Image annotation data:
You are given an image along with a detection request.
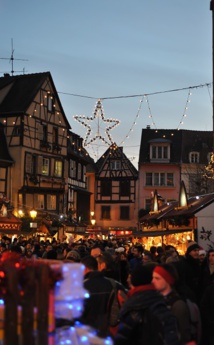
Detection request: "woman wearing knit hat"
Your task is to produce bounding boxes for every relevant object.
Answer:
[152,264,196,345]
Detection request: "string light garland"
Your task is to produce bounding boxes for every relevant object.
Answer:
[177,89,192,130]
[57,83,213,100]
[74,99,120,147]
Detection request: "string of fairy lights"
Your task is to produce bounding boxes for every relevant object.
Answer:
[69,83,212,157]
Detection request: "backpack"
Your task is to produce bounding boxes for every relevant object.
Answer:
[106,278,127,327]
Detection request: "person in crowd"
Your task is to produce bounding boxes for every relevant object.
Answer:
[80,255,112,337]
[156,246,164,264]
[149,246,157,261]
[199,248,206,265]
[114,263,180,345]
[32,242,42,259]
[64,249,81,262]
[96,252,119,280]
[200,248,214,295]
[173,241,201,304]
[129,246,143,271]
[200,281,214,345]
[143,250,154,264]
[90,246,103,258]
[46,249,57,260]
[116,248,130,289]
[152,264,196,345]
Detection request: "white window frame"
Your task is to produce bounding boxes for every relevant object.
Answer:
[110,160,121,170]
[149,144,170,162]
[41,157,50,176]
[189,151,200,163]
[54,160,62,177]
[145,171,174,187]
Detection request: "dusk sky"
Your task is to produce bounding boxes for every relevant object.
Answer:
[0,0,213,167]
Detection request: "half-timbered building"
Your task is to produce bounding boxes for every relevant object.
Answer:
[95,144,138,231]
[0,72,70,220]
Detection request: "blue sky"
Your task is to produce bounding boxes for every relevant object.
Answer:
[0,0,212,166]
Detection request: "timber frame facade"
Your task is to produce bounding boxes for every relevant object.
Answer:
[95,144,138,230]
[0,72,70,218]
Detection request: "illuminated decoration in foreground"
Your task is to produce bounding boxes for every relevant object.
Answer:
[74,99,120,146]
[203,153,214,180]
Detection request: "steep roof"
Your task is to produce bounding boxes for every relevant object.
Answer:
[95,143,138,178]
[139,127,213,164]
[0,72,70,128]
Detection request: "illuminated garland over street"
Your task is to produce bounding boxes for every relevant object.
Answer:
[74,99,120,147]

■ **Written problem**:
Report how many lines of the records contain the string "frame". Give only the number.

■ **Complete output**:
2